▶ _Goal of the exercise_
Print the records below exactly as they appear.

▶ _Extracted information_
+--

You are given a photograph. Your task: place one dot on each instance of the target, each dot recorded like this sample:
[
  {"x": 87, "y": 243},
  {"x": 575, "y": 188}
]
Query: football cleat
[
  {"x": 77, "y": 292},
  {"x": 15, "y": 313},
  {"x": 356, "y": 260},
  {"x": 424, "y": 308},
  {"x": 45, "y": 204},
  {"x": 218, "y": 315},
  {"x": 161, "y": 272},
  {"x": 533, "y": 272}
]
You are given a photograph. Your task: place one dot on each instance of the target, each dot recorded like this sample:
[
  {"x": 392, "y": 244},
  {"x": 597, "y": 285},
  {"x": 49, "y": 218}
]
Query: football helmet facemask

+--

▶ _Response for this exercise_
You are given a photograph. Your task: place one dot on each instance of the target, each dot recorded like this sample:
[
  {"x": 87, "y": 243},
  {"x": 575, "y": 188}
]
Query: football cleat
[
  {"x": 77, "y": 292},
  {"x": 15, "y": 313},
  {"x": 356, "y": 260},
  {"x": 424, "y": 308},
  {"x": 45, "y": 204},
  {"x": 218, "y": 315},
  {"x": 161, "y": 272},
  {"x": 533, "y": 272}
]
You are given a photograph. Your task: place one dot on each instance of the target, each dot recorded like this sample:
[
  {"x": 392, "y": 244},
  {"x": 597, "y": 285},
  {"x": 49, "y": 218}
]
Query: football helmet facemask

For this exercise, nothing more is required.